Directions: In the data below, which lines hold "sign"? Copy every one.

::::

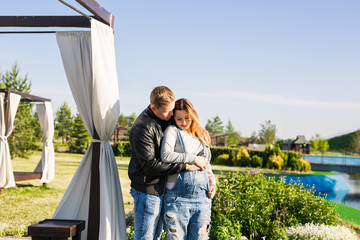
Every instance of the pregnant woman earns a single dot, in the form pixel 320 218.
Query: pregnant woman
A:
pixel 188 194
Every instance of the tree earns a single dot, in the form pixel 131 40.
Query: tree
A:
pixel 63 121
pixel 355 141
pixel 122 120
pixel 132 119
pixel 233 138
pixel 267 133
pixel 35 123
pixel 79 136
pixel 22 139
pixel 319 143
pixel 215 126
pixel 254 138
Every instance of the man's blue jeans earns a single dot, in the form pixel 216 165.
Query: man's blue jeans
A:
pixel 187 207
pixel 148 222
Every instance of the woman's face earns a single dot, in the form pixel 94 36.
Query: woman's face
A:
pixel 182 119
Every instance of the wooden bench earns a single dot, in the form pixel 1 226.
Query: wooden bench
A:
pixel 59 229
pixel 25 176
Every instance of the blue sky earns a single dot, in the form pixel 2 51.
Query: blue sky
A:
pixel 295 63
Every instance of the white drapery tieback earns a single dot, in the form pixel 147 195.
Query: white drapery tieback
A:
pixel 100 141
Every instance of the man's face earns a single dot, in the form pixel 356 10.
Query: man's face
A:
pixel 165 112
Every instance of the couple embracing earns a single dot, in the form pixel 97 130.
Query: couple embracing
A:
pixel 171 179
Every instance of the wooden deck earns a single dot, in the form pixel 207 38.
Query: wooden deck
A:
pixel 24 176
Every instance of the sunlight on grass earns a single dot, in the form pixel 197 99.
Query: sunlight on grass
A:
pixel 30 202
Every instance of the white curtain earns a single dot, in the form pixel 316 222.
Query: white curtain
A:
pixel 47 162
pixel 6 173
pixel 89 62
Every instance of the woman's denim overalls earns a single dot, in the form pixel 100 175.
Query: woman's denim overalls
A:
pixel 187 207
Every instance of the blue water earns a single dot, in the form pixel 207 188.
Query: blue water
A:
pixel 343 188
pixel 338 160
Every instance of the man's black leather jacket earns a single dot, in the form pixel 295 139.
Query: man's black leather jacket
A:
pixel 146 170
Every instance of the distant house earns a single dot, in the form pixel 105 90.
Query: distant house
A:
pixel 121 133
pixel 218 139
pixel 300 144
pixel 255 146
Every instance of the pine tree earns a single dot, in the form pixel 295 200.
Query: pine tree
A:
pixel 79 137
pixel 63 121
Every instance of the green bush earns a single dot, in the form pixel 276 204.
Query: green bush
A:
pixel 256 161
pixel 268 152
pixel 263 207
pixel 217 151
pixel 242 158
pixel 275 162
pixel 305 165
pixel 221 159
pixel 122 149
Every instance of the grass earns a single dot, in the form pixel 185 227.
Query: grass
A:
pixel 30 202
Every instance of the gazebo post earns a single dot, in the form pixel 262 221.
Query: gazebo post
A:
pixel 94 201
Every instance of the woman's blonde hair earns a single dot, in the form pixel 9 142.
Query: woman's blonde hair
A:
pixel 196 129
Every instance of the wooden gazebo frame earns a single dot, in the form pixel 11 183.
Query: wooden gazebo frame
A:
pixel 82 21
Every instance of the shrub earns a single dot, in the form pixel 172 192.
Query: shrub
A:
pixel 217 151
pixel 305 165
pixel 122 149
pixel 270 151
pixel 320 232
pixel 242 158
pixel 275 162
pixel 221 159
pixel 256 161
pixel 258 206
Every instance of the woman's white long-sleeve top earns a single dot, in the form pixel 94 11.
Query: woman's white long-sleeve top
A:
pixel 172 151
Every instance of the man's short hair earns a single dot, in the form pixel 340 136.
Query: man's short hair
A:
pixel 161 96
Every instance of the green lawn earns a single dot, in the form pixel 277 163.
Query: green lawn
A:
pixel 29 202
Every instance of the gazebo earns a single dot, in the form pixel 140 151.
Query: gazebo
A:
pixel 94 193
pixel 300 144
pixel 9 102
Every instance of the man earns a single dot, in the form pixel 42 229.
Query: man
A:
pixel 146 170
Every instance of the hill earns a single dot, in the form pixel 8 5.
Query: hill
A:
pixel 346 142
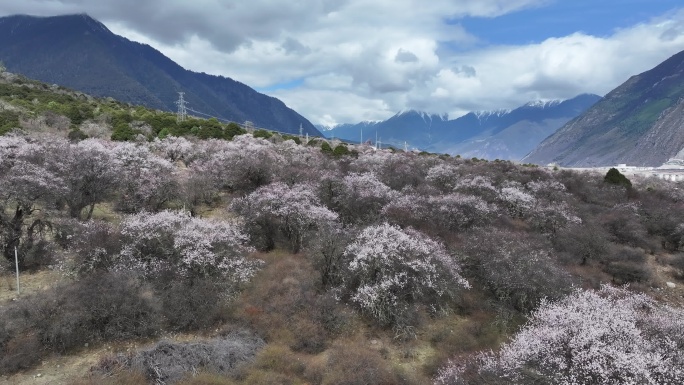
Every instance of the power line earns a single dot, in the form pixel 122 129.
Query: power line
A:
pixel 182 113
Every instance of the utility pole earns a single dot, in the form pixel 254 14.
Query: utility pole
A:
pixel 16 264
pixel 182 113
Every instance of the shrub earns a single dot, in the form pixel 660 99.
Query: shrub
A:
pixel 169 362
pixel 390 270
pixel 357 366
pixel 262 134
pixel 292 211
pixel 102 307
pixel 609 336
pixel 515 267
pixel 613 176
pixel 188 305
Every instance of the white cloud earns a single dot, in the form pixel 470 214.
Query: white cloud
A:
pixel 365 60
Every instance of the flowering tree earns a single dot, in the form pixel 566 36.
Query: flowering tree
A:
pixel 448 212
pixel 443 176
pixel 147 181
pixel 193 247
pixel 516 200
pixel 90 170
pixel 390 269
pixel 173 148
pixel 362 196
pixel 27 189
pixel 294 212
pixel 609 336
pixel 515 267
pixel 244 164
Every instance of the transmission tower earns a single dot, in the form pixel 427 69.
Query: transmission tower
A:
pixel 182 113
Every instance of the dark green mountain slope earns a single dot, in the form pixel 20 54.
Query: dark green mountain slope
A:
pixel 504 134
pixel 640 123
pixel 79 52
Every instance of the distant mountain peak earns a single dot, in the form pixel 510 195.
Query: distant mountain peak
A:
pixel 487 114
pixel 544 103
pixel 79 52
pixel 638 123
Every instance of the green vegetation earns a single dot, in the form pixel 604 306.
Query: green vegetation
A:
pixel 41 106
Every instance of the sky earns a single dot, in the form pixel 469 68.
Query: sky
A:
pixel 345 61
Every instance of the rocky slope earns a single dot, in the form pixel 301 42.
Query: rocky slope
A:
pixel 640 123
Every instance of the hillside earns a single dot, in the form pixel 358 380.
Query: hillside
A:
pixel 490 135
pixel 256 258
pixel 640 123
pixel 79 52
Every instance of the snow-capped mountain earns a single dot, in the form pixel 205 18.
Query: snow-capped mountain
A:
pixel 499 134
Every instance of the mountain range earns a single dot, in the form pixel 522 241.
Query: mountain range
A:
pixel 502 134
pixel 640 123
pixel 79 52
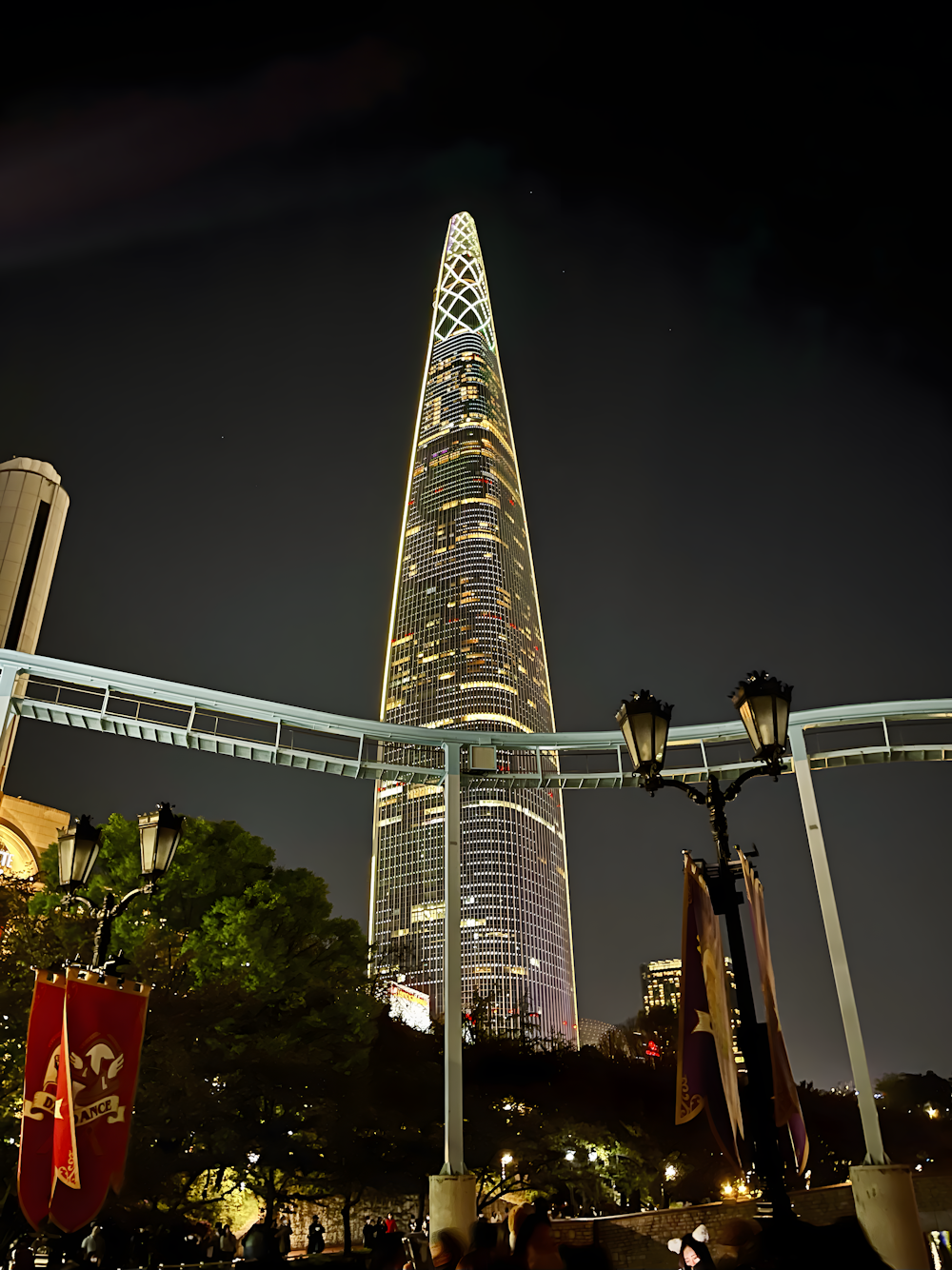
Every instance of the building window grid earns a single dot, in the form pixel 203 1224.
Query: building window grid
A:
pixel 461 589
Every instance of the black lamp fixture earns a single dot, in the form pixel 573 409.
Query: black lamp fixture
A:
pixel 79 848
pixel 764 704
pixel 645 722
pixel 159 836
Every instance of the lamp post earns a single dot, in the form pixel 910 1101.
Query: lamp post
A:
pixel 159 836
pixel 764 704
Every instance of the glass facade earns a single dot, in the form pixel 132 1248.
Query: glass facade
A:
pixel 466 652
pixel 661 985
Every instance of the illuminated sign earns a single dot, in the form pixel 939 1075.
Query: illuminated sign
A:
pixel 409 1006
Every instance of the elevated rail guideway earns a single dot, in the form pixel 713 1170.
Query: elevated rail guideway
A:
pixel 267 732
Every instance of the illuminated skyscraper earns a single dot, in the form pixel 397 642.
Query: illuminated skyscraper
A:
pixel 466 652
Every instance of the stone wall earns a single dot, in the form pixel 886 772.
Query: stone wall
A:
pixel 403 1206
pixel 639 1240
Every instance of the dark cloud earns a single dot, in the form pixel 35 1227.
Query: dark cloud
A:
pixel 719 327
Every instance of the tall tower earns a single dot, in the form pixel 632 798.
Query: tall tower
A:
pixel 33 506
pixel 466 652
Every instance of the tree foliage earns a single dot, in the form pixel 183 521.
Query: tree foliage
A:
pixel 261 1006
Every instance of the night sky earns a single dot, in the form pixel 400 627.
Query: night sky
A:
pixel 718 261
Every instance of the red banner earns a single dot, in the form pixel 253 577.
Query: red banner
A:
pixel 707 1075
pixel 40 1079
pixel 786 1100
pixel 79 1144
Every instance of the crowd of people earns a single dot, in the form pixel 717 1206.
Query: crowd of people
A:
pixel 524 1242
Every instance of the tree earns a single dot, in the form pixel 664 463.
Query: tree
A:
pixel 261 1001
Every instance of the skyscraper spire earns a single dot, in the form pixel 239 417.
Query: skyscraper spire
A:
pixel 466 652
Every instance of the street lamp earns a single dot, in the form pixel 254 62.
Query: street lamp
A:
pixel 79 848
pixel 764 704
pixel 159 836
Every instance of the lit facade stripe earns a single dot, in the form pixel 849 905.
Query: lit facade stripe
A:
pixel 466 650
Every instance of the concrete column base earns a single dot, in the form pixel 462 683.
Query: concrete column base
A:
pixel 452 1204
pixel 885 1204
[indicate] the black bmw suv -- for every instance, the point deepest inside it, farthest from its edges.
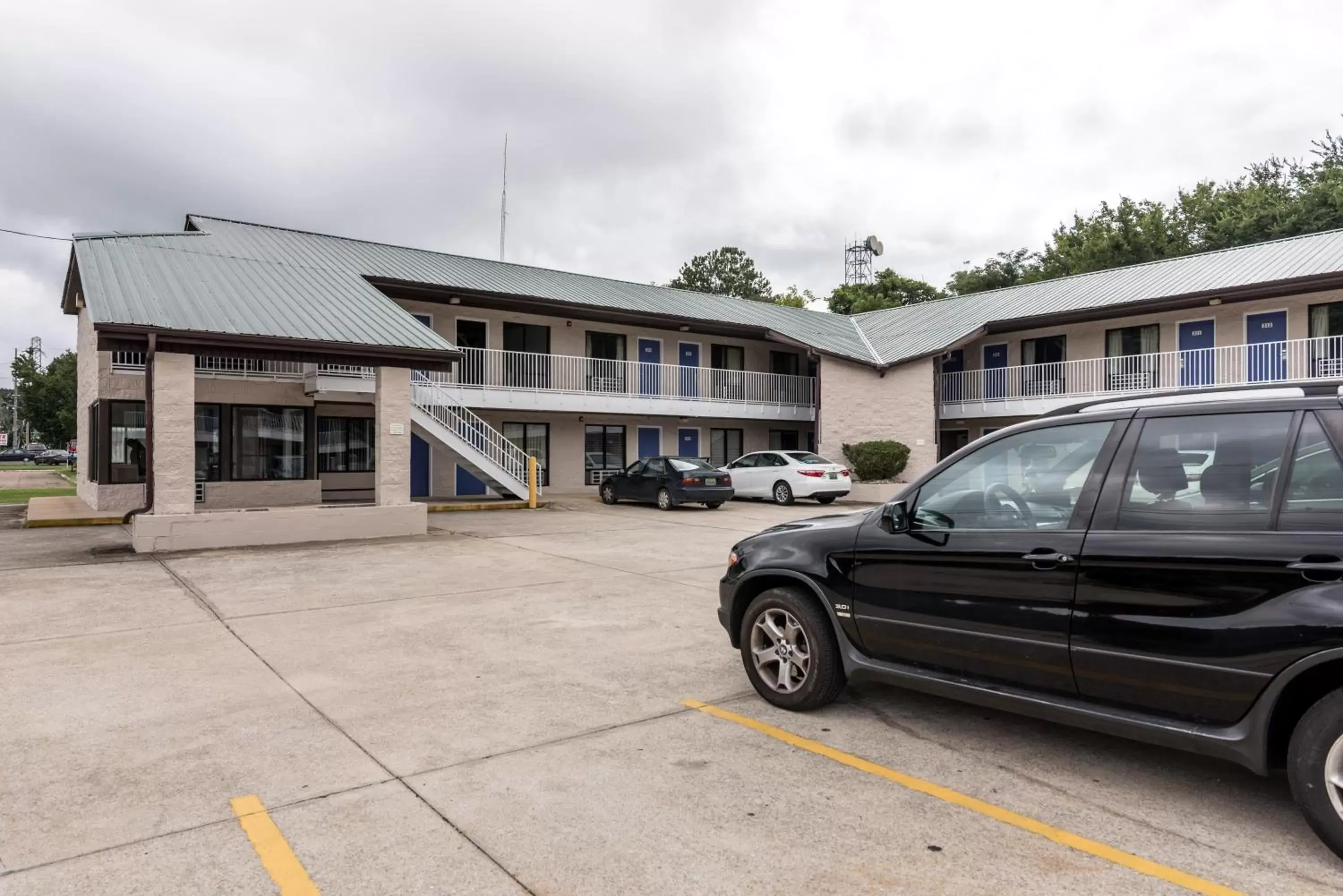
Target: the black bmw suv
(1168, 569)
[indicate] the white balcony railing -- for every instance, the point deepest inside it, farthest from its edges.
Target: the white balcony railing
(218, 367)
(1021, 387)
(499, 370)
(493, 368)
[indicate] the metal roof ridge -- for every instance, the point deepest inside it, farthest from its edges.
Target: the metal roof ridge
(746, 303)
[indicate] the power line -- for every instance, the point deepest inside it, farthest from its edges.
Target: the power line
(19, 233)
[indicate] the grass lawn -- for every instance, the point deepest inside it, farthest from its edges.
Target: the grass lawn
(21, 496)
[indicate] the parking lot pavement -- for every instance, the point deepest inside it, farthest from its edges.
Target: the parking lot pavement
(497, 708)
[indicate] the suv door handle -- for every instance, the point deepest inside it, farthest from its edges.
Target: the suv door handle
(1047, 557)
(1319, 569)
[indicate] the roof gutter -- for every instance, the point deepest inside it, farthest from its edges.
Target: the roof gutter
(150, 434)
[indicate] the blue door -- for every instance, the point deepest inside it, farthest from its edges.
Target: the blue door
(1197, 362)
(689, 362)
(650, 376)
(650, 441)
(688, 442)
(996, 371)
(1267, 337)
(419, 468)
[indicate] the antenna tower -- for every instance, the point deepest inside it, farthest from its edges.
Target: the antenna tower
(857, 260)
(504, 201)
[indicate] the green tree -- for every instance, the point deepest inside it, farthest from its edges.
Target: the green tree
(793, 299)
(724, 272)
(1000, 272)
(887, 290)
(47, 397)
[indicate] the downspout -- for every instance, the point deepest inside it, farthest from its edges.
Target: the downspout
(150, 433)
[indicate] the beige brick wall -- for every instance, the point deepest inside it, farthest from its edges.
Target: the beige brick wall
(175, 433)
(860, 405)
(393, 410)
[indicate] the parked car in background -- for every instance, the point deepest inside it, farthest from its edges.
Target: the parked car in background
(669, 482)
(1166, 567)
(783, 476)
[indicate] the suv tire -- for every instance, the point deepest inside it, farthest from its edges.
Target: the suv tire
(810, 684)
(1314, 757)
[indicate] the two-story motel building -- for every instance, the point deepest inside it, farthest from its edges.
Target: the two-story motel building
(332, 382)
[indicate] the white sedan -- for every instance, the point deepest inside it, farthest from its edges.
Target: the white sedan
(783, 476)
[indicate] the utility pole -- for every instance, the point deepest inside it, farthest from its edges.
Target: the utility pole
(504, 199)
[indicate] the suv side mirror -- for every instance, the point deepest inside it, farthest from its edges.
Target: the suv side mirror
(895, 518)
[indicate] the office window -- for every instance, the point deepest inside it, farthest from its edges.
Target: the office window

::::

Answer space:
Every instance of the illuminated sign earns a single dot, in the form pixel 939 1075.
Query: illuminated sign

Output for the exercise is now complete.